Render the data below as a two-column CSV with the header row instruction,answer, one row for each instruction. Put each instruction's full text and its complete answer in separate quoted fields, with every line break replaced by a space.

+++

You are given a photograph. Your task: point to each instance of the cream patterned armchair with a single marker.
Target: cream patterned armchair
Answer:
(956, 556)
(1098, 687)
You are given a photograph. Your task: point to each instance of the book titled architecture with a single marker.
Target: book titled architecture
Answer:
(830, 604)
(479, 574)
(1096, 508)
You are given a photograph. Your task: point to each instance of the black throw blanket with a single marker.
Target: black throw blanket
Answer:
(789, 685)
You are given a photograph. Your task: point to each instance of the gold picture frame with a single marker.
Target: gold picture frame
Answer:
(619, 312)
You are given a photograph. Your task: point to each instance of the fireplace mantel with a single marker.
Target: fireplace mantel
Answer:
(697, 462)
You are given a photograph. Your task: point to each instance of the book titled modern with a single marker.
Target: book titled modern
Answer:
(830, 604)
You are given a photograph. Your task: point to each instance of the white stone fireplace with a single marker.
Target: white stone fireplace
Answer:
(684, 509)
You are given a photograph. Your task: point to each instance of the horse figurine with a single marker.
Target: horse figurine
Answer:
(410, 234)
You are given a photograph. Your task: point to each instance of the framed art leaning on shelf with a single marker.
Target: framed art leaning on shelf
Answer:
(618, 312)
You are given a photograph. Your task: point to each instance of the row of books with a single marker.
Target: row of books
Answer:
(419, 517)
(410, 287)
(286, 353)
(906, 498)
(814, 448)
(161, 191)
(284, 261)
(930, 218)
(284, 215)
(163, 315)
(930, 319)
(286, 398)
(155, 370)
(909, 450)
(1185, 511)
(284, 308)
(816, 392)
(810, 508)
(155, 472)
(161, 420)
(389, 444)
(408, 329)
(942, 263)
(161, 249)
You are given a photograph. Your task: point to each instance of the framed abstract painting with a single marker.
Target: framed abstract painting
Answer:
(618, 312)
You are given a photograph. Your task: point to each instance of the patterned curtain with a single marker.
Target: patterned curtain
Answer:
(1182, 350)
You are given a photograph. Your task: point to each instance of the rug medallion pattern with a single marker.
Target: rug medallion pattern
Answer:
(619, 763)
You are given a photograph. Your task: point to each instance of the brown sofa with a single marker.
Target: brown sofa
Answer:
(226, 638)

+++

> _Task output_
instruction,answer
"You are given a photograph. Your task: point to each instance of the cream patterned armchair with a single marker. Target: cream patterned armchair Answer:","(956, 556) (1098, 687)"
"You are given a photograph. Your task: point to each instance of the book titled architecture with a single marker. Target: book titled architecture Answer:","(830, 604) (479, 574) (1096, 508)"
"You are given a photograph. Your task: point to each instance of the black throw blanket with a single marker. Target: black throw blanket Answer:","(789, 685)"
"You are given a photograph. Your task: point to each instance of the gold picture frame with a single marker. Target: gold picture frame Answer:","(619, 312)"
"You are given a photograph. Your task: point to each instance of the fireplace mantel with a single marker. Target: fireplace mantel Answer:","(697, 462)"
"You are given a photograph. Your task: point to each instance of the book titled modern with a single marker. Target: book titled modern Answer:","(830, 604)"
"You are given a photograph. Your task: point to each instance of the white stone fireplace with a single marker. Target: white stone fireplace Answer:","(684, 509)"
"You are given a photograph. Your task: point to each instance of the horse figurine with a single marker. Target: horse figurine Answer:","(410, 234)"
"You are given a photograph. Your task: point to each instance of the framed art leaning on shelf with a single marker. Target: framed art leaning on shelf Answer:","(618, 312)"
"You are given a photograph. Your task: point to each instance of the row of books with a single marker. Target: row of books Answer:","(419, 517) (410, 287) (286, 353) (906, 498) (814, 448) (161, 191) (284, 261) (930, 218) (284, 215) (163, 315) (930, 319) (286, 398) (155, 370) (909, 450) (1185, 511) (284, 308) (816, 392) (810, 508) (155, 472) (161, 420) (389, 444) (408, 329) (942, 263) (161, 249)"
"You are given a photograph. Your task: point to each instance of the framed abstract painting with a single marker. Target: framed abstract painting Answer:","(618, 312)"
"You are given a photograph. Your task: point to each instance of the patterned curtain with a single marker. Target: patterned curtain Answer:","(1182, 350)"
"You are given a photograph. Your task: point to each instance of the rug medallion pattern with a single marker. Target: rug medallion pattern Answer:","(619, 763)"
"You are given a photograph. Your task: point to each instance of the brown sofa with a single marker. Target: brown sofa Answer:","(226, 638)"